Most crises that I have experienced or read about go through predictable stages. I have listed them here in the order in which they usually occur.

Surprise:

It could be a sudden, unforeseen event A basically healthy patient dies. because of a medical mistake or a procedural error. A fire breaks out and causes an evacuation of a portion of the building.

But there are other instances where the crisis should NOT have been a surprise. If the workforce is unhappy, a job action or strike shouldn’t be unforeseen. An unusual number of cases of an airborne illness which began after patients were admitted should alert someone that there is a problem brewing.

Insufficient Information:

When the crisis breaks – whether sudden or anticipated – those expected to deal with it rarely feel they have all the facts they need. People normally prefer to have all the pieces of the puzzle fit into place before giving out a statement. But in a crisis, there is never enough time to thoroughly assess the situation. The challenge is to quickly confirm what facts you can, provide an early statement on that, and move as rapidly as possible to find out as much as you can so you can provide periodic updates. Make it clear to the affected audiences, including the media that you are working hard to verify the facts so you will be giving them accurate information. Assure them you will disclose additional information as quickly as you can.

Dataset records
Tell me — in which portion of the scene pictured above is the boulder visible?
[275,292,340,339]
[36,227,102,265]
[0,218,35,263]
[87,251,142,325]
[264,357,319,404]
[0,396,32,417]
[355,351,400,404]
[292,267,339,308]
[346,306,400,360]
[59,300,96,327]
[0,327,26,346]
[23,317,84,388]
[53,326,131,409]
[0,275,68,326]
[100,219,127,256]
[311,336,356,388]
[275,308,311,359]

_Instructions for the task:_
Copy the crisis-stages text between "Most crises that" and "of the building.", inclusive.

_Exercise solution:_
Most crises that I have experienced or read about go through predictable stages. I have listed them here in the order in which they usually occur.

Surprise:

It could be a sudden, unforeseen event A basically healthy patient dies. because of a medical mistake or a procedural error. A fire breaks out and causes an evacuation of a portion of the building.